_WORK INSTRUCTIONS_: Return every line in the records below that contains the word "roof".

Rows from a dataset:

--

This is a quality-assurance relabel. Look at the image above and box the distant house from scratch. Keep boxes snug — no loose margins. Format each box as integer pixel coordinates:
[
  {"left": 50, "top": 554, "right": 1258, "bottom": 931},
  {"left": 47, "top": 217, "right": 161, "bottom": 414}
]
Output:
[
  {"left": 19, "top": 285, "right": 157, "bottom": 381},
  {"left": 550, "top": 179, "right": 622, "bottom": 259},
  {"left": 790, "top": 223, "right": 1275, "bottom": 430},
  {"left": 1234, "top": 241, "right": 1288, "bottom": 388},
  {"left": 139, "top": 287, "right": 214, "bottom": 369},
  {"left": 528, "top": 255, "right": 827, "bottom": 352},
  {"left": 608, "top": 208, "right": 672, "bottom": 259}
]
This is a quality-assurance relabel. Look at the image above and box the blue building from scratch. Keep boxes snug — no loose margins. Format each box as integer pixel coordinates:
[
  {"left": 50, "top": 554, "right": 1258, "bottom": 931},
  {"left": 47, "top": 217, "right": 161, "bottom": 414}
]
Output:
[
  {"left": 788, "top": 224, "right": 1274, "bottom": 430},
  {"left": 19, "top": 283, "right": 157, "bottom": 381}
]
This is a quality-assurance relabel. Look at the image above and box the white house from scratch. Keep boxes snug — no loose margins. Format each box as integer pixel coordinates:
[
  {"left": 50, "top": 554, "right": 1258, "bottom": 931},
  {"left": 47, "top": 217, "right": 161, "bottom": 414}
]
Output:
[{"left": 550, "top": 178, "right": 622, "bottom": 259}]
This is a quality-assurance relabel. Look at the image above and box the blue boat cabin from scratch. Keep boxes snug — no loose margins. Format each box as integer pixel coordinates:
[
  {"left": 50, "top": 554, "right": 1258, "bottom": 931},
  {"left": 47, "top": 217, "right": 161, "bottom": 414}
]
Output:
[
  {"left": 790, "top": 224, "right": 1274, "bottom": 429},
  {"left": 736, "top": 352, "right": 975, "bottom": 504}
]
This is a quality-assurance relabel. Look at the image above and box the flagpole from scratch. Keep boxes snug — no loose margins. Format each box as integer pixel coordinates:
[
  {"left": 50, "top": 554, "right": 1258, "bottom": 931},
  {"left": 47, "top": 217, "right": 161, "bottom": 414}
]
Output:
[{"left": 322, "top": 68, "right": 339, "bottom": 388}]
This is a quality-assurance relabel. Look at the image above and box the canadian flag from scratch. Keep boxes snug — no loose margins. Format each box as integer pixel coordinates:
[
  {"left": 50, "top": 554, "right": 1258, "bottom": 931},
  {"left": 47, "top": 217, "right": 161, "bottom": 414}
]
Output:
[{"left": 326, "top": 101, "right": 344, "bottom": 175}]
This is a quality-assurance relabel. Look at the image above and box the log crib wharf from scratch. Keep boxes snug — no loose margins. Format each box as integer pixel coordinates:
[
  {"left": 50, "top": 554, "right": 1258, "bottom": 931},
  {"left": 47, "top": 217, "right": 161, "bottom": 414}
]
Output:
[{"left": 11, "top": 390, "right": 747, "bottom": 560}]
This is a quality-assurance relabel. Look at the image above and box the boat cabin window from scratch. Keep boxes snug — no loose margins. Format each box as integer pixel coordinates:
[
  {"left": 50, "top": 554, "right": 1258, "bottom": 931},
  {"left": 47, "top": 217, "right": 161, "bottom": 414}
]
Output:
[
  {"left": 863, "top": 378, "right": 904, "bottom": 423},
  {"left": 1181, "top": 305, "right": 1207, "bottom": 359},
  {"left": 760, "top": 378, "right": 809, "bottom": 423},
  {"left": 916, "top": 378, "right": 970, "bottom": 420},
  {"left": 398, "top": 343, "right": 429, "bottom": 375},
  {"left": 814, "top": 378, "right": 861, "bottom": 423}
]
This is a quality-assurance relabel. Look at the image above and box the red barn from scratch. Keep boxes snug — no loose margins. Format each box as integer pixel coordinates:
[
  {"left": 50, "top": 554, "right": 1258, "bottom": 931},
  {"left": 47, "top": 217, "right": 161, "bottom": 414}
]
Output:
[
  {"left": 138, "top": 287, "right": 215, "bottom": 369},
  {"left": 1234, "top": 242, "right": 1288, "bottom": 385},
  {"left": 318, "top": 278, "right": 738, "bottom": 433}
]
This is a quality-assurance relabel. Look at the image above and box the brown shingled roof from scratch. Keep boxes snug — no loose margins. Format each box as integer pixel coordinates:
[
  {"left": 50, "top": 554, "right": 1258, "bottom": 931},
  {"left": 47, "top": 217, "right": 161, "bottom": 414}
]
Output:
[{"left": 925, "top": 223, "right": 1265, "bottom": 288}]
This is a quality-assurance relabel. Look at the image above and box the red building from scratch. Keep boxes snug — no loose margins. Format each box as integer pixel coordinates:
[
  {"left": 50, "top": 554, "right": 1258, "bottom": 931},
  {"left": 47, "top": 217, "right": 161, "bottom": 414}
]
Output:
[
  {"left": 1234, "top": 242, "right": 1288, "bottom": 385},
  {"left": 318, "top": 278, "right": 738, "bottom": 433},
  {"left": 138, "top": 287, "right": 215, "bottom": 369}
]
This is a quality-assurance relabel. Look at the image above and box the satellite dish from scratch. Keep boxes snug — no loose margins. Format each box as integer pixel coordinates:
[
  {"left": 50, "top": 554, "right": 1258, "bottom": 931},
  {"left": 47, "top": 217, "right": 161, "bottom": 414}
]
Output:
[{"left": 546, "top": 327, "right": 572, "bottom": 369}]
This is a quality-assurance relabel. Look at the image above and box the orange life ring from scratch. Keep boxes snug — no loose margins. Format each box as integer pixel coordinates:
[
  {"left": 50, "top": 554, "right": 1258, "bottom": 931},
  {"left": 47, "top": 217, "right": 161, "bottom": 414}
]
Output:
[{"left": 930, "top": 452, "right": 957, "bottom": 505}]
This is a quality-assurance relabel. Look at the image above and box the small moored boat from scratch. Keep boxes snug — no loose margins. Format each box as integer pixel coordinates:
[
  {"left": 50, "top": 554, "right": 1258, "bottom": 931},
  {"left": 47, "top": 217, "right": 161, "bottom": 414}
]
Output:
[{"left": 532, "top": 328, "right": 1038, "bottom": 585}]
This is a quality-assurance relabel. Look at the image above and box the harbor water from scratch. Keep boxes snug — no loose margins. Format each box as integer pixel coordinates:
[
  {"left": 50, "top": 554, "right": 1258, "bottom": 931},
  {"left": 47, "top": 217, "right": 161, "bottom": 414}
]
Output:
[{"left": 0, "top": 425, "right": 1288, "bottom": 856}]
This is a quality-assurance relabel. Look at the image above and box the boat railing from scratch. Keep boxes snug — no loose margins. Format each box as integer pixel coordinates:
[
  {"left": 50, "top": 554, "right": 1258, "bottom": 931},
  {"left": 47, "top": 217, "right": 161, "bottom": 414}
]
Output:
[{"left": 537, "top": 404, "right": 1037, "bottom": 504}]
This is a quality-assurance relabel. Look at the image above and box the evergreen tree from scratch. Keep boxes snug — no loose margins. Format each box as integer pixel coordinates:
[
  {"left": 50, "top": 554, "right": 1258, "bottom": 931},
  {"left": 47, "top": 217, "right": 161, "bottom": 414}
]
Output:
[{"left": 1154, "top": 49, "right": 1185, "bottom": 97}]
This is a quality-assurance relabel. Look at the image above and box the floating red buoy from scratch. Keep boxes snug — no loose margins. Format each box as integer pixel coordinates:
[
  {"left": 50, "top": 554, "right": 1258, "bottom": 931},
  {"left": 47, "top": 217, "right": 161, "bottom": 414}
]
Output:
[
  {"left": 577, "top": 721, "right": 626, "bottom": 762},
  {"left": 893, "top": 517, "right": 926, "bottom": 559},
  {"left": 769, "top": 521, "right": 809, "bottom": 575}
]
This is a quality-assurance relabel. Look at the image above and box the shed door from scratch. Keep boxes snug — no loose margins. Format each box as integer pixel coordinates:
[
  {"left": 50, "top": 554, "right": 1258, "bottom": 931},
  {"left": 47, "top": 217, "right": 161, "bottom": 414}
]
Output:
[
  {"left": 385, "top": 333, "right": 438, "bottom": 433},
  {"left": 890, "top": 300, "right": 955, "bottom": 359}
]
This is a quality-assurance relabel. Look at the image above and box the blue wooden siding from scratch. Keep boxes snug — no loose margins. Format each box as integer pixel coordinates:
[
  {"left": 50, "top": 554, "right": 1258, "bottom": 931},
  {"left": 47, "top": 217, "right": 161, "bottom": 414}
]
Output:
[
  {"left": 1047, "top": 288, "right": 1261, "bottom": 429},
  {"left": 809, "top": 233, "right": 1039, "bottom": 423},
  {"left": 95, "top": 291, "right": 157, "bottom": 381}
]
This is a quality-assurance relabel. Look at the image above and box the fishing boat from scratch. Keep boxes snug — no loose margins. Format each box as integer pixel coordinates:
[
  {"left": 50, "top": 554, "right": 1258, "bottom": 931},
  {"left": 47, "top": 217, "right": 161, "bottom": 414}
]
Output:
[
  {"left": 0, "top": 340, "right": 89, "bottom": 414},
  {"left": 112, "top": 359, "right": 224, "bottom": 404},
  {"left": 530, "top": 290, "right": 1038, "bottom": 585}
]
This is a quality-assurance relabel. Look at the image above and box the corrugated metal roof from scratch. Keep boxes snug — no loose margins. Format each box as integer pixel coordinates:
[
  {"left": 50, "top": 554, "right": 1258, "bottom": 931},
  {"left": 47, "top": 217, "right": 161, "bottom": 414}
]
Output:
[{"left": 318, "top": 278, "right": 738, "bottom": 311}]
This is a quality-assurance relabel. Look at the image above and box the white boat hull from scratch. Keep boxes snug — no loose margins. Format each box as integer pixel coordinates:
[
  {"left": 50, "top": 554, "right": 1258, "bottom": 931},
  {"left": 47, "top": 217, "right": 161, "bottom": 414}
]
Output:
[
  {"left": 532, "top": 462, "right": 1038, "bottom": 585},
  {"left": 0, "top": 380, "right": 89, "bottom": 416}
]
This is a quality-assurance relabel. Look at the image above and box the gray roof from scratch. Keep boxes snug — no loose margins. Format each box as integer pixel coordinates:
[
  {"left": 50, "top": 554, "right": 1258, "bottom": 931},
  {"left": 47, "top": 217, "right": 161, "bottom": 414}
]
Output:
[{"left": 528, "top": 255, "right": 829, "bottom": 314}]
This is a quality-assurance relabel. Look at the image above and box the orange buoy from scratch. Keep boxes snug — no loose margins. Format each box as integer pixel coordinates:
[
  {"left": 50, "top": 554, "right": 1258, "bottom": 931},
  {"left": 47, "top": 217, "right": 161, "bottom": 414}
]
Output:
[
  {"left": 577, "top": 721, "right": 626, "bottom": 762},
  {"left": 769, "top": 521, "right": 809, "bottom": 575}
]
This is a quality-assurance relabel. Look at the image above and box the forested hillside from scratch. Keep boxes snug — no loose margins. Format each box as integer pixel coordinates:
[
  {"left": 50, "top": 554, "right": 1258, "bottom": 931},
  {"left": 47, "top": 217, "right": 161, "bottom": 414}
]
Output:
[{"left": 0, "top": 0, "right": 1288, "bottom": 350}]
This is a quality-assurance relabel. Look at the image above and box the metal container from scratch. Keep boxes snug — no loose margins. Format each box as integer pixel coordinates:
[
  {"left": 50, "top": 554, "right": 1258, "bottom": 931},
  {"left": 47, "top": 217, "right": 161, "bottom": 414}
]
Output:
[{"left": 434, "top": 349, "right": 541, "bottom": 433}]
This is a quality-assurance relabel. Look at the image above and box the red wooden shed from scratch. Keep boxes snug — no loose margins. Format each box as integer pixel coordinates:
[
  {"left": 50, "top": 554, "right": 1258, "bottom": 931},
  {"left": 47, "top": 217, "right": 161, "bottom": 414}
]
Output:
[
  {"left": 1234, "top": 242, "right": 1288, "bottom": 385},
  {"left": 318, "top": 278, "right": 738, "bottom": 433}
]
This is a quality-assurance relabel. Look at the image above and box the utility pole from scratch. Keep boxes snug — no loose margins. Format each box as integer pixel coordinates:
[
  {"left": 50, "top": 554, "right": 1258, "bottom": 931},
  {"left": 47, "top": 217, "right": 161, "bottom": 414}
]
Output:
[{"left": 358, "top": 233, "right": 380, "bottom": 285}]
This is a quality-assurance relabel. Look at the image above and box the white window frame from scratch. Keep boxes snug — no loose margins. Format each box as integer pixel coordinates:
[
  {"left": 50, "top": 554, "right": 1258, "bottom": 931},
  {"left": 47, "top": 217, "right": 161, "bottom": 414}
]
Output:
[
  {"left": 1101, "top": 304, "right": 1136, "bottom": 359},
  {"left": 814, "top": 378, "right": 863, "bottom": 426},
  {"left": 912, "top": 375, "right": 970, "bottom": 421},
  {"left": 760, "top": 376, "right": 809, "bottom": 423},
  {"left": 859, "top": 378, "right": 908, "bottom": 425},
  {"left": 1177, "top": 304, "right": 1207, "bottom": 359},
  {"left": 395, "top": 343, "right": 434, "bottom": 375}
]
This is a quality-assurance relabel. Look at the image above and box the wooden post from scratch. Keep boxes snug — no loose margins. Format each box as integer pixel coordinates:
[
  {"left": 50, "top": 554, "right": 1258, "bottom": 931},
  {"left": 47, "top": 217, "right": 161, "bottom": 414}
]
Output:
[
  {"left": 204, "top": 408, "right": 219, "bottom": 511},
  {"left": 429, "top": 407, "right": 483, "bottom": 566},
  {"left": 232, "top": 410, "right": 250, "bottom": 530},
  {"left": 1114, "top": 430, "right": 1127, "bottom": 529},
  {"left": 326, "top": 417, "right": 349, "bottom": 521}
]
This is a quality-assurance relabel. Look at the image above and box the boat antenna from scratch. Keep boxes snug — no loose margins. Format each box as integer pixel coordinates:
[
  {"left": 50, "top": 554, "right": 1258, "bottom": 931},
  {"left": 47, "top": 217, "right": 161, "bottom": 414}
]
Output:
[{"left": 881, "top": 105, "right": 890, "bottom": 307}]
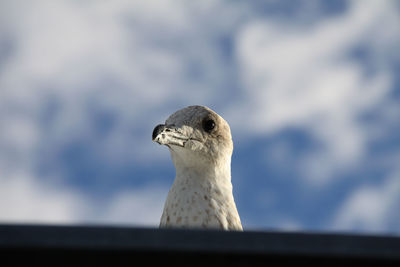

--

_THE RESPONSE_:
This is a quality-assurance relabel. Look at the image above and box the brown shingled roof from scratch. Keep boxes snug — no loose margins. Format each box as integer pixel coordinates:
This is a quality-assurance relabel. Look at the image above and box the corrugated metal roof from scratch. Keep boxes snug — no loose margins. Format each box as integer pixel coordinates:
This is a quality-assurance relabel. Look at the image above and box the gray roof from scratch. Keep boxes snug — no loose margins. Format each box as integer pixel coordinates:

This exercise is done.